→ WHAT THE TASK REQUIRES
Exactly as written, please set down all of the entries again, with no pictures.

______________________________

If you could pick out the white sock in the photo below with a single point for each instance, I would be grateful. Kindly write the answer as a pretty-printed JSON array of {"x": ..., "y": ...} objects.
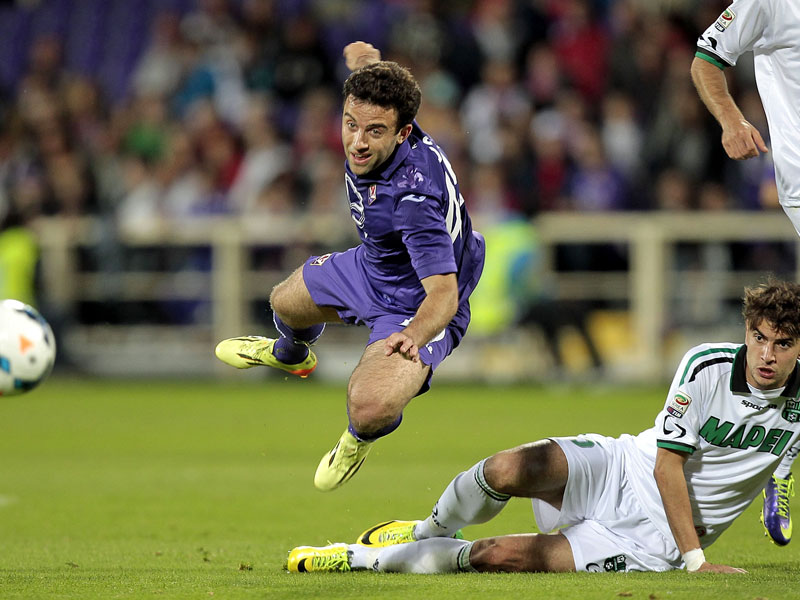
[
  {"x": 785, "y": 467},
  {"x": 362, "y": 557},
  {"x": 437, "y": 555},
  {"x": 467, "y": 500}
]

______________________________

→ ANSWER BOX
If you could pick out the white sock in the photo below with a single point for each instance, I would be grateful. Kindly write the answer as a pretty-printed JSON array of {"x": ..., "y": ...} objects.
[
  {"x": 785, "y": 467},
  {"x": 362, "y": 557},
  {"x": 437, "y": 555},
  {"x": 467, "y": 500}
]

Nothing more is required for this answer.